> Problem description: Reproduce the following records exactly from the line containing "In the photo above, where can the dark doorway" onward, ending with the last line and including it.

> Some records:
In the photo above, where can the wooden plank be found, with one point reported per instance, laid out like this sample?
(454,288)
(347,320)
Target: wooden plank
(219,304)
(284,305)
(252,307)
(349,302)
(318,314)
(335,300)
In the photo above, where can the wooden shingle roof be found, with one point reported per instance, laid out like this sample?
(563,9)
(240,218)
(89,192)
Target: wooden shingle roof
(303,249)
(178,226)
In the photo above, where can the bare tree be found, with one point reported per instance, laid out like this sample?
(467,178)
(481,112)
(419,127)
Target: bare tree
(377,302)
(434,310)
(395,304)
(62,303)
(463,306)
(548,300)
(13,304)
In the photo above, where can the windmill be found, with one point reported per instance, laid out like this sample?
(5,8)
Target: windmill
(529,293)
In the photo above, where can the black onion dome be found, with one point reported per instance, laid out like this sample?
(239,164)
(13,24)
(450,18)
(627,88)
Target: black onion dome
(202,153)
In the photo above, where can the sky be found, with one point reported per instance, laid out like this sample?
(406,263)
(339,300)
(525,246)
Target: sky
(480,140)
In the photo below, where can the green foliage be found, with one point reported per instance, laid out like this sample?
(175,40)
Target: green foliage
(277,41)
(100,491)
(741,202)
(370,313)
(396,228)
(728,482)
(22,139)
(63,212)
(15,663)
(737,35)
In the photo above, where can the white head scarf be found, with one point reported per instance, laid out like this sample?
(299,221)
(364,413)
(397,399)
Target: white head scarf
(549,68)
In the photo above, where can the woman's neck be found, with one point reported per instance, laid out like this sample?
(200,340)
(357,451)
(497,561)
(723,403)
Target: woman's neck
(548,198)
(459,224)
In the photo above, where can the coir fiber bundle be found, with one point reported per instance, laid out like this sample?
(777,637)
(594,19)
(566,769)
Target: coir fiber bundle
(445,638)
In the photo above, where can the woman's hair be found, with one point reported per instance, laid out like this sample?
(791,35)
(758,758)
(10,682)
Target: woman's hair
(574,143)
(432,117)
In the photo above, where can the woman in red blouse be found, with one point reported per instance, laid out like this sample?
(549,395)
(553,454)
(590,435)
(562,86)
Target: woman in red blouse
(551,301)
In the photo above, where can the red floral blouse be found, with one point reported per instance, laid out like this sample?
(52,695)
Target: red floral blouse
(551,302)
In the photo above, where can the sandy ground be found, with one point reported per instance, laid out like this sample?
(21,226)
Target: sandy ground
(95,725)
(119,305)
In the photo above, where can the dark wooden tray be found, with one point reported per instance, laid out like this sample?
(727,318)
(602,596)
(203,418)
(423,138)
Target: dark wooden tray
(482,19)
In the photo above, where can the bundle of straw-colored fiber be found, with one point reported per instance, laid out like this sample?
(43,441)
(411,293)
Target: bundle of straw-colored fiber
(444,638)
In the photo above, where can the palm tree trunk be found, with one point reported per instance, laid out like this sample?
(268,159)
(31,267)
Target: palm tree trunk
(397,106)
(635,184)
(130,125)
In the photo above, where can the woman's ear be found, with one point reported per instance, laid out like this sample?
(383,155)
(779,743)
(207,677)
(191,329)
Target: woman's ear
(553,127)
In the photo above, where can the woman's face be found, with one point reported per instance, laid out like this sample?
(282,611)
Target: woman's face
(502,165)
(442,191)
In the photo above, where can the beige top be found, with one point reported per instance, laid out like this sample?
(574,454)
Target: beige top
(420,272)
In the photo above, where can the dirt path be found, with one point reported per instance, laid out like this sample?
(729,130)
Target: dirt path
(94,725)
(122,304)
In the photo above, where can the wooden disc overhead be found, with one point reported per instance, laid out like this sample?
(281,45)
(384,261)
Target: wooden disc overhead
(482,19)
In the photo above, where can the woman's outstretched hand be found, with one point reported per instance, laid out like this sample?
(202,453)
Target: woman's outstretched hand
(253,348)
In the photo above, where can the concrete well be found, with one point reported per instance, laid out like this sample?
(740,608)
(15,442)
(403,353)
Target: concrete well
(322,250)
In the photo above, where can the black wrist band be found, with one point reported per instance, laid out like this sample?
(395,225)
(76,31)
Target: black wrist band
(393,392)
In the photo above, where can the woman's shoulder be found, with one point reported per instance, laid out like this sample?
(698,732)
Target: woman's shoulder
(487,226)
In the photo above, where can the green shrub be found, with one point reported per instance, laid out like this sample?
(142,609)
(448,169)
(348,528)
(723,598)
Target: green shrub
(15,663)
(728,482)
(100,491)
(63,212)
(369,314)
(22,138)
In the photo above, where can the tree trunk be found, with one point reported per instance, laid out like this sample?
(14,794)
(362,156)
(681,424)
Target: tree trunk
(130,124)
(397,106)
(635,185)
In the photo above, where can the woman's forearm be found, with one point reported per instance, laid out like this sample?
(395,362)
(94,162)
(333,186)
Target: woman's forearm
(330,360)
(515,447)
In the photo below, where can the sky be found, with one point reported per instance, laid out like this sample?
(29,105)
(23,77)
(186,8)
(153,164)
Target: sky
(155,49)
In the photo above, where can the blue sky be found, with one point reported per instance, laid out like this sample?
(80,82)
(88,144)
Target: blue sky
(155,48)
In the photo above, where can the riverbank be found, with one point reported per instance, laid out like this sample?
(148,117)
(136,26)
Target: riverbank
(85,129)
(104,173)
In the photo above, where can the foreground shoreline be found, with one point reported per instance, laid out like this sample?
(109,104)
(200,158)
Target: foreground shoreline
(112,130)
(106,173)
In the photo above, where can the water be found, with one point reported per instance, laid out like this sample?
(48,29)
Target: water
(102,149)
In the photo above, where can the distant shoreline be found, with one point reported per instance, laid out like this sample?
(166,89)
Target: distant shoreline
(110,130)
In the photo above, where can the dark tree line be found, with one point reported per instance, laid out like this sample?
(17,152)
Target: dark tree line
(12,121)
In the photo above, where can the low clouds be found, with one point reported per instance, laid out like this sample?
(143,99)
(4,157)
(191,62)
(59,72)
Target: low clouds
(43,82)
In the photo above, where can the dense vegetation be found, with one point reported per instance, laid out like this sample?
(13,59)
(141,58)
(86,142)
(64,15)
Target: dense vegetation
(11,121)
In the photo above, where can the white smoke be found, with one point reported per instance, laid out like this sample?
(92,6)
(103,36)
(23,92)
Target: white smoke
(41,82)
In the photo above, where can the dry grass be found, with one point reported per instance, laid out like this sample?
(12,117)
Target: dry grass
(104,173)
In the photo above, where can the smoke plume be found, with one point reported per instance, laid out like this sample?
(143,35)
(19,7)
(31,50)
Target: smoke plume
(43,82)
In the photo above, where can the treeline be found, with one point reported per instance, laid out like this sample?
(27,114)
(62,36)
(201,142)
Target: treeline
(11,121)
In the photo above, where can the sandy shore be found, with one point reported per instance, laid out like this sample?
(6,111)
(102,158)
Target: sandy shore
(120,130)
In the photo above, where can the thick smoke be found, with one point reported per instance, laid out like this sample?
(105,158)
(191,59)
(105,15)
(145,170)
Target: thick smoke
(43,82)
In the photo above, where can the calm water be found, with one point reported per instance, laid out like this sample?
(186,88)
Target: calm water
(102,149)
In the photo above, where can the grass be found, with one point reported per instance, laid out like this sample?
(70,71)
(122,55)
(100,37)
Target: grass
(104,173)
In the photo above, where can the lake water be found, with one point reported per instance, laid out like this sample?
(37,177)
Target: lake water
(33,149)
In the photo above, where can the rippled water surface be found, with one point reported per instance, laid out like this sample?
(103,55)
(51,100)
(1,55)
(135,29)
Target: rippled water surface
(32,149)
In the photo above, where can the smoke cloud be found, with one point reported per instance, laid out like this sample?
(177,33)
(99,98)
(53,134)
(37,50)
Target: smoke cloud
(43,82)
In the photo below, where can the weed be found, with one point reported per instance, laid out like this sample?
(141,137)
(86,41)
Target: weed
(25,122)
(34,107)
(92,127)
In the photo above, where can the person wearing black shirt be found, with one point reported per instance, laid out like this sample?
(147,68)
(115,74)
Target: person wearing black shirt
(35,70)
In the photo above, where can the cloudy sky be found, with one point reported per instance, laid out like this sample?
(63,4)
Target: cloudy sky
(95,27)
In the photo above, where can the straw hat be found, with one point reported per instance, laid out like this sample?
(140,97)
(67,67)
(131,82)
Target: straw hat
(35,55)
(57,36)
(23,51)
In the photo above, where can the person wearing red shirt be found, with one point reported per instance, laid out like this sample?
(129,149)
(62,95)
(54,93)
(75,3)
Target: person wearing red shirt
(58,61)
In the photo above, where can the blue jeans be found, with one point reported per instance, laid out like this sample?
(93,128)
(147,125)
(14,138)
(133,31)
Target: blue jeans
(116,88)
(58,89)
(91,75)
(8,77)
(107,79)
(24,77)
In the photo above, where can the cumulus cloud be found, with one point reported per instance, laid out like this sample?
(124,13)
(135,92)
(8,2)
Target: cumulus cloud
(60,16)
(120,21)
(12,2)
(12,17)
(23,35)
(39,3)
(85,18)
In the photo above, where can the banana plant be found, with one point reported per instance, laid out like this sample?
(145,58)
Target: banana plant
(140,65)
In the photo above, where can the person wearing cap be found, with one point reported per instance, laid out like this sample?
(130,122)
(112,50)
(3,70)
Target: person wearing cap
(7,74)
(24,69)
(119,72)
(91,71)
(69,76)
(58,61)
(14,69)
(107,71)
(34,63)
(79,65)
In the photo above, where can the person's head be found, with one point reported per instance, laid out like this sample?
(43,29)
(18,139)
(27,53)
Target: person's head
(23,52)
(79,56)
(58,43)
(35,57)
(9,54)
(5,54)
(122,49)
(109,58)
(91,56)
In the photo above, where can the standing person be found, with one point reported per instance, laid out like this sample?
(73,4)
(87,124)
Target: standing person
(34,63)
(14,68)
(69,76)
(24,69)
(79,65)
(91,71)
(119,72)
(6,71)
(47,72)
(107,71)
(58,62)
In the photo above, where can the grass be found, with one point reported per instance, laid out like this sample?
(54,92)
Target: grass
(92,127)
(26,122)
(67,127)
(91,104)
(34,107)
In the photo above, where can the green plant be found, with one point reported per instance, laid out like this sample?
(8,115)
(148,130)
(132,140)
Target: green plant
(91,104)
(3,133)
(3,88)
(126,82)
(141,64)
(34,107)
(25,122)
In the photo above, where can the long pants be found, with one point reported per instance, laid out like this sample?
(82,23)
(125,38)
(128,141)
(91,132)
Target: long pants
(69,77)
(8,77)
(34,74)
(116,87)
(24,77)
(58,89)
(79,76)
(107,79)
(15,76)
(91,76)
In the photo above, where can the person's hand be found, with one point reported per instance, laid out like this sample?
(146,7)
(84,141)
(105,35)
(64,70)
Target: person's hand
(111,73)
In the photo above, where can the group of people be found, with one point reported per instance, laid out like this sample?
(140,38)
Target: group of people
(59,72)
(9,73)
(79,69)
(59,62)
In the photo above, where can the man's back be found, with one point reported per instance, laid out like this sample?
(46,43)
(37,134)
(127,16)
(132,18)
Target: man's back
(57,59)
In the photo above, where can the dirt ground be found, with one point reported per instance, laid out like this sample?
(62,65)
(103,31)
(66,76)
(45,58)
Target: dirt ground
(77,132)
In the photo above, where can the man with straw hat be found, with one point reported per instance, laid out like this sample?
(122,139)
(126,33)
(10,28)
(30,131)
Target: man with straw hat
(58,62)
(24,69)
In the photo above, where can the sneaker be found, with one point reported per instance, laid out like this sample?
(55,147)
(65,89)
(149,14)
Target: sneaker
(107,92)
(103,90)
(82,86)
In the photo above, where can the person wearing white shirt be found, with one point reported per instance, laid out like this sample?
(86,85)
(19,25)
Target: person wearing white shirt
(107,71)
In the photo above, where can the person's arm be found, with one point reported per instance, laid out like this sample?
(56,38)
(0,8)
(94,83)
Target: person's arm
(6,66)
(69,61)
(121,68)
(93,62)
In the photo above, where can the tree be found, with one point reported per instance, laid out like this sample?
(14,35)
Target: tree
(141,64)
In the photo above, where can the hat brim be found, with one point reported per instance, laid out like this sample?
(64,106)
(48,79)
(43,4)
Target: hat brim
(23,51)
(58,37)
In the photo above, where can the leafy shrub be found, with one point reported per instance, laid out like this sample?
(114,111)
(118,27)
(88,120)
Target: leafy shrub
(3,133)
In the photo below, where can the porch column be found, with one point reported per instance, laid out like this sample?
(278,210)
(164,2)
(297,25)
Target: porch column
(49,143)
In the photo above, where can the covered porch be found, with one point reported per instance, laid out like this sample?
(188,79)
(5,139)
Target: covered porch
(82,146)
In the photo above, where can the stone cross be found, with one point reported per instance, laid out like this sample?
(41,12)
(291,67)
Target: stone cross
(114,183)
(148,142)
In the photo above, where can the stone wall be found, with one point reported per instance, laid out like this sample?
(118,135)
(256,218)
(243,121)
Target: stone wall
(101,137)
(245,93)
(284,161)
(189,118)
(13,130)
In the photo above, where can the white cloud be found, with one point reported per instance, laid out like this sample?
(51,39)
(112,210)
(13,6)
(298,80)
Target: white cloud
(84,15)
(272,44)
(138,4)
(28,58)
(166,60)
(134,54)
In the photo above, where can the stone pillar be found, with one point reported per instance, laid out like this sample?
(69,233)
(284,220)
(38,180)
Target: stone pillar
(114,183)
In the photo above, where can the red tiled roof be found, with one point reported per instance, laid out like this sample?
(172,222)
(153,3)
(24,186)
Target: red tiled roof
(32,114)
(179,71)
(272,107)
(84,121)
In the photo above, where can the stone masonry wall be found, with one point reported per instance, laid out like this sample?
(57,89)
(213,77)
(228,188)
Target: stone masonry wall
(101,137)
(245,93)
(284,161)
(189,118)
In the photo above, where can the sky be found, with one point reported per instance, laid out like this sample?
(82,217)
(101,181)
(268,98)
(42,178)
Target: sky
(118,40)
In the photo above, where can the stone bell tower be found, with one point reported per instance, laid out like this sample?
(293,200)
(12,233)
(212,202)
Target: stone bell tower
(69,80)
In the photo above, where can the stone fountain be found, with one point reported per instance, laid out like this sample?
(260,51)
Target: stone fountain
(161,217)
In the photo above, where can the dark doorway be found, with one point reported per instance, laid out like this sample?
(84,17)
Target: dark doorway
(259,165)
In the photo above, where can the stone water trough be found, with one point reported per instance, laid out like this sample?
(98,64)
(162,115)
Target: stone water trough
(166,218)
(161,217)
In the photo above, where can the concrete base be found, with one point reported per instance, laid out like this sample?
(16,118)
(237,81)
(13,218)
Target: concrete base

> Exercise response:
In the photo above, where can the dark doorway be found, with one point reported per instance, laid out like this sample?
(84,17)
Target: dark doorway
(259,165)
In the photo above, where can the stone water trough be found, with one point reported per instance, laid out like this sample?
(98,64)
(162,115)
Target: stone water trough
(166,218)
(161,217)
In the photo above, where can the concrete base be found, with one point reported per instance, laid out like this sample?
(16,118)
(237,81)
(13,218)
Target: concrete base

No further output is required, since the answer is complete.